WORK ITEM:
Within the data that follows, set down exactly the lines from the one containing "# drop a point on every instance of the porch floor;" through the one containing "white window trim;", both ends included.
==== DATA UNDER STUDY
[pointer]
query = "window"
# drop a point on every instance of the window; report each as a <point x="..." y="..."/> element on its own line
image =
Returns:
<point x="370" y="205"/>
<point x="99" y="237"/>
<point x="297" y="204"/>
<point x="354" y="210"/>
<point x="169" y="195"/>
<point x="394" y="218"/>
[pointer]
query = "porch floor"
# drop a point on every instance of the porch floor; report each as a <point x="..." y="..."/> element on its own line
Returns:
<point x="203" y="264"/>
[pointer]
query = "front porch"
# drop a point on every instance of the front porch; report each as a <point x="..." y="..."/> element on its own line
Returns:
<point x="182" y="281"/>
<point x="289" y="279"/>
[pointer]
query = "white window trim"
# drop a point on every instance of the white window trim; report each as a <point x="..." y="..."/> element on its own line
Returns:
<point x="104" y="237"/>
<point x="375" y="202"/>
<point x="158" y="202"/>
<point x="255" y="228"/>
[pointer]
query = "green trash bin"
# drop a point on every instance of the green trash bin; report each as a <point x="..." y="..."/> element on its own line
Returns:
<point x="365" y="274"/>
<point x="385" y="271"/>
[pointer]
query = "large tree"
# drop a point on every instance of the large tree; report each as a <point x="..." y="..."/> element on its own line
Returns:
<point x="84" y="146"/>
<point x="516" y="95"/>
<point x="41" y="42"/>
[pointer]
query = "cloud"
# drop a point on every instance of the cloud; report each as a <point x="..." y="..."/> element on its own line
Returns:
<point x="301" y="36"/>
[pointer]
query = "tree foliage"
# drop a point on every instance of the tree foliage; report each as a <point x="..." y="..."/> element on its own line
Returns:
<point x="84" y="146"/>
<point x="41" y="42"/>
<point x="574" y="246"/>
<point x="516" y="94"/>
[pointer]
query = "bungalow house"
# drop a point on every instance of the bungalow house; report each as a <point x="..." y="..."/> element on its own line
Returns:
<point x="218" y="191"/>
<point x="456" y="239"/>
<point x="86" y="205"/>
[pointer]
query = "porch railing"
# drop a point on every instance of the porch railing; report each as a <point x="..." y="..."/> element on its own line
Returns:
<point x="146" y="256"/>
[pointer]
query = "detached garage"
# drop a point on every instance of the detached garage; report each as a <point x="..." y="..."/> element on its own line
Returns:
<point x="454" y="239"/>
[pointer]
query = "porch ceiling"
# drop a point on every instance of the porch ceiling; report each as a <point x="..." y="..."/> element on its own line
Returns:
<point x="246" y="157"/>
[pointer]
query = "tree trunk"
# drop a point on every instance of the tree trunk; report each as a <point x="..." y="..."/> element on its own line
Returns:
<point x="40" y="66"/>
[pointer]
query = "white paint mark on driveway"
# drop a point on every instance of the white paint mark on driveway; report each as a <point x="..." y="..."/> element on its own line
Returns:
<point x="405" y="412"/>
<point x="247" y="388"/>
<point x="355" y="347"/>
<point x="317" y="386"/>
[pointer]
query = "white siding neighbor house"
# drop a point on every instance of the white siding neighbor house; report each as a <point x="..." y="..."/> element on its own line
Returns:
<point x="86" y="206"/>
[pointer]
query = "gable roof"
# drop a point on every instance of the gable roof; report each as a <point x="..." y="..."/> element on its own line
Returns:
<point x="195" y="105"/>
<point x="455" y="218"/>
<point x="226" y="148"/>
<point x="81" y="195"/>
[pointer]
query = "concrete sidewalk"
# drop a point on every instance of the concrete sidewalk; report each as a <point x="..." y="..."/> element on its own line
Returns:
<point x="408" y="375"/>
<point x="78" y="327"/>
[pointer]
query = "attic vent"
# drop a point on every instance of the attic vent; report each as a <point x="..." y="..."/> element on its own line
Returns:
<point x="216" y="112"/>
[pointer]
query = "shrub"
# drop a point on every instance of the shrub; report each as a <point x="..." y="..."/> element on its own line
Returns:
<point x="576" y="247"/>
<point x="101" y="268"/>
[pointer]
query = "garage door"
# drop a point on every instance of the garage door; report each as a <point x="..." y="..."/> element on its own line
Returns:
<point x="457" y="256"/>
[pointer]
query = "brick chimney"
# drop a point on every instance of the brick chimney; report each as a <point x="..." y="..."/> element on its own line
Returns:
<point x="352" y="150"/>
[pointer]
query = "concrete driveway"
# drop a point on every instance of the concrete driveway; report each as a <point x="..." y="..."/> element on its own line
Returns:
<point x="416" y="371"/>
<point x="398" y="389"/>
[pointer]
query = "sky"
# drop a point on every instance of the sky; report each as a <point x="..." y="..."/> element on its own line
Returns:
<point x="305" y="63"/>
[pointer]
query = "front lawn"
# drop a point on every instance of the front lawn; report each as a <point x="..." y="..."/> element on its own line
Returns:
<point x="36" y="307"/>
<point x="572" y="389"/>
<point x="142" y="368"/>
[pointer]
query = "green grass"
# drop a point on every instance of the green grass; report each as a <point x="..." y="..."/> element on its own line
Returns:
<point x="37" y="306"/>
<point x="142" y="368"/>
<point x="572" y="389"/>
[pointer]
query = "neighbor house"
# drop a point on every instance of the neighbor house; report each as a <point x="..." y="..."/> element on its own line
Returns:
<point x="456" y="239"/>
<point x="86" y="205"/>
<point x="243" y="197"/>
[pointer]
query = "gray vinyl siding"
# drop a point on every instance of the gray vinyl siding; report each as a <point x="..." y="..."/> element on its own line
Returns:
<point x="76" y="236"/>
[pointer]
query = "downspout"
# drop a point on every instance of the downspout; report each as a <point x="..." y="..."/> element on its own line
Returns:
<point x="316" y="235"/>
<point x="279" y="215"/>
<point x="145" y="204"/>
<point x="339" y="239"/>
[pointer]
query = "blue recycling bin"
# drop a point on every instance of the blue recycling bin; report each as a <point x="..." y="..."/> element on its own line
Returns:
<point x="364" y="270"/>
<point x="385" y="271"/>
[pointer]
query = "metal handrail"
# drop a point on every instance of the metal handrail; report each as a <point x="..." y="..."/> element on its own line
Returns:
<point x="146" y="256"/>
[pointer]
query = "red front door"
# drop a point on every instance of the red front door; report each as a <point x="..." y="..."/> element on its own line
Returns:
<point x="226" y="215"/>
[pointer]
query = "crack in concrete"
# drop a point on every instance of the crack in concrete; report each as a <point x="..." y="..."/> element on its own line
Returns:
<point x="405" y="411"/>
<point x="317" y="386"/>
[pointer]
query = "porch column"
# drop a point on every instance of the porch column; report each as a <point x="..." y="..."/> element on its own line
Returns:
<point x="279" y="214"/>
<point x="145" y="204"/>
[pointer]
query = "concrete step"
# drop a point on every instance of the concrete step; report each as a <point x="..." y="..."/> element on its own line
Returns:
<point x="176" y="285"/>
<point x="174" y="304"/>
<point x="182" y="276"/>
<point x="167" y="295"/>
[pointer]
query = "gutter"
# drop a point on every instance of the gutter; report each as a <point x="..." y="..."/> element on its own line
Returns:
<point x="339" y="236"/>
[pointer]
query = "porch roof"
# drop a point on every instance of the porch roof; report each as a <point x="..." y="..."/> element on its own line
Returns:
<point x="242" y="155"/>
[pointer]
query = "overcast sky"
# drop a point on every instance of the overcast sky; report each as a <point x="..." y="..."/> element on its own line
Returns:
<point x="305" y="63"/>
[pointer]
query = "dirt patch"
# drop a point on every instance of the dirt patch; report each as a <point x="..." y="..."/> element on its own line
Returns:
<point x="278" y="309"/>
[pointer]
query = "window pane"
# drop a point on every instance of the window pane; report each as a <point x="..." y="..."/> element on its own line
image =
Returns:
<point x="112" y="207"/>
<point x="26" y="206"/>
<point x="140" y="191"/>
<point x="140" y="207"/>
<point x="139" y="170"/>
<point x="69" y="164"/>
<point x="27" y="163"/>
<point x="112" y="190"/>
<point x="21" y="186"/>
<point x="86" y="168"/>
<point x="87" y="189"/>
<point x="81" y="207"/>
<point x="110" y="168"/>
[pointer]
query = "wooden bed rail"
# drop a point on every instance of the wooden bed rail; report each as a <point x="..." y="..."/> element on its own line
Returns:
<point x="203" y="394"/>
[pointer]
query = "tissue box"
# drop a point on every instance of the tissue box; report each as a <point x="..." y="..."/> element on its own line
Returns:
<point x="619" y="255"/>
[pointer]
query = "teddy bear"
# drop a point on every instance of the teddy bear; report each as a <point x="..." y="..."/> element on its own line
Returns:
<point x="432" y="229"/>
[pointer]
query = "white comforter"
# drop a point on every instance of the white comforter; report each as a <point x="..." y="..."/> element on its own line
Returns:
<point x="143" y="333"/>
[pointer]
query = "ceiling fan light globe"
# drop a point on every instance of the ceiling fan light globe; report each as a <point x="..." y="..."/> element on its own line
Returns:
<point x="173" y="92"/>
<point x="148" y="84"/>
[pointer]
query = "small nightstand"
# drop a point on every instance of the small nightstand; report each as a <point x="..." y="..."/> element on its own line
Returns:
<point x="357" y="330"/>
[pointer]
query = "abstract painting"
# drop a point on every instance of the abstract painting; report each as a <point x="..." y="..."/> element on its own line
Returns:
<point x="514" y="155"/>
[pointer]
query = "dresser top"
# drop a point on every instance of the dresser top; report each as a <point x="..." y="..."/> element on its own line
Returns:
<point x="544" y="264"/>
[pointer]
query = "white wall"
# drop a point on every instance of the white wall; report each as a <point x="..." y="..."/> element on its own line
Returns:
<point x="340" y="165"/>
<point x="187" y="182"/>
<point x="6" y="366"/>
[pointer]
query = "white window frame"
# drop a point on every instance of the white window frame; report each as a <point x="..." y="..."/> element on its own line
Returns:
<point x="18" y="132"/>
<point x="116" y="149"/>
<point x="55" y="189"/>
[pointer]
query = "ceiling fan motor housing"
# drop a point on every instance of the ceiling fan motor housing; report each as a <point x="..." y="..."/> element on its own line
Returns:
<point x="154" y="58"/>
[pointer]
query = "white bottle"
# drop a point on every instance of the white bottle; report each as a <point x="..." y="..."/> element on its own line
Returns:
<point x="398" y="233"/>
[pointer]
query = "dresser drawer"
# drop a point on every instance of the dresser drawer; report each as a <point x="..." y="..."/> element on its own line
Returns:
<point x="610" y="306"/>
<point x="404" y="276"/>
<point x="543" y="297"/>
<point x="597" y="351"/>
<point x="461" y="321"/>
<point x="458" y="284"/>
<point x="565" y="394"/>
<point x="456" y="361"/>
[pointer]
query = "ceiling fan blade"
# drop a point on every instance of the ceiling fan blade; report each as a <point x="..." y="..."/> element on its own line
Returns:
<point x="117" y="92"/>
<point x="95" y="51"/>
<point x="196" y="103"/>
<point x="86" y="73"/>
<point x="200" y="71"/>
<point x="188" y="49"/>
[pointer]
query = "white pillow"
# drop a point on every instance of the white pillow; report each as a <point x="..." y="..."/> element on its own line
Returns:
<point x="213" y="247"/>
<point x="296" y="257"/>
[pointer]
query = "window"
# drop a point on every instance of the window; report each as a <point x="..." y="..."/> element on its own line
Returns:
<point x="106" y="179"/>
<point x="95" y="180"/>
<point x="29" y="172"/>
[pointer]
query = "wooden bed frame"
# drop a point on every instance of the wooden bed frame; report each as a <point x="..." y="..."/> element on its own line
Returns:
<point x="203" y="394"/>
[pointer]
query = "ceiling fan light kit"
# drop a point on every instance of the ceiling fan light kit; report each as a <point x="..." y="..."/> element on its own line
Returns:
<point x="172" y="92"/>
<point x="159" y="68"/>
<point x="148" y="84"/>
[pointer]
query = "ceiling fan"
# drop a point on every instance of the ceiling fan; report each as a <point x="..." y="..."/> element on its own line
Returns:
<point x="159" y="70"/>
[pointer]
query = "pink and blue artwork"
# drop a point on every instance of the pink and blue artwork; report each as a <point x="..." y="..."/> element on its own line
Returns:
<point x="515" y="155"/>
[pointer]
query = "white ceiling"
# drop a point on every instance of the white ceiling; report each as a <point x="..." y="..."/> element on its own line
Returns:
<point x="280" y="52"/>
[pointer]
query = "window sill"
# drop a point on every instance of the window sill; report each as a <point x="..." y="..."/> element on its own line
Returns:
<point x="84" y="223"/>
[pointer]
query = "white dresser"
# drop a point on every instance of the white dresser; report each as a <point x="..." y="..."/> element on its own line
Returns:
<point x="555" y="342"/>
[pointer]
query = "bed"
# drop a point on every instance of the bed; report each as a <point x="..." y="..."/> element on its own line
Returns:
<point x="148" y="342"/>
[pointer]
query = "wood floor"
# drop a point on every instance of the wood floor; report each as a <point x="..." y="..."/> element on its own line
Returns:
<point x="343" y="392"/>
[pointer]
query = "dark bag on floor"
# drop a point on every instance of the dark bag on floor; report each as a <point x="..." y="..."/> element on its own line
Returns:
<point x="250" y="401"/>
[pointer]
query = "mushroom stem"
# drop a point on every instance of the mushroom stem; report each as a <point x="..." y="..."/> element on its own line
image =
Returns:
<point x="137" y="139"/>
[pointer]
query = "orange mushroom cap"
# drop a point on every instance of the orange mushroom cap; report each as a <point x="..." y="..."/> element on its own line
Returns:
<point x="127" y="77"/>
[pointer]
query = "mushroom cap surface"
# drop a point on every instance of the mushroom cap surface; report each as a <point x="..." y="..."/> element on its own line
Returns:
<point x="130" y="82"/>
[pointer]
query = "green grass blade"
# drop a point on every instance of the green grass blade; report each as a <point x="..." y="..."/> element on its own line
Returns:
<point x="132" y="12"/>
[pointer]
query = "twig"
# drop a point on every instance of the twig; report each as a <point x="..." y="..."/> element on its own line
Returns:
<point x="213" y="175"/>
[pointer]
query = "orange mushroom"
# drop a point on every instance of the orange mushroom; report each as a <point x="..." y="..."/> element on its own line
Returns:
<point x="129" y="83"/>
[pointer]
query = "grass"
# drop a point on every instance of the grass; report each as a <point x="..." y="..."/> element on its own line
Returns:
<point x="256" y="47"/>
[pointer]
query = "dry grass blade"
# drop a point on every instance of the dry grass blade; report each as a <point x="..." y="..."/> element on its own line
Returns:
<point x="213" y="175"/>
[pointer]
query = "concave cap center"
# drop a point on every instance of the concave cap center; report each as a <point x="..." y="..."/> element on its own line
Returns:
========
WRITTEN SOLUTION:
# drop a point on every instance of the porch floor; report each as a <point x="..." y="..."/> element on its own line
Returns:
<point x="203" y="264"/>
[pointer]
query = "front porch"
# drop a point on every instance of the front porch; report each as a <point x="..." y="..."/> element on its own line
Returns:
<point x="182" y="281"/>
<point x="289" y="279"/>
[pointer]
query = "white window trim"
# drop a point on every instance of the white window trim; report each as a <point x="..." y="..."/> element on its own line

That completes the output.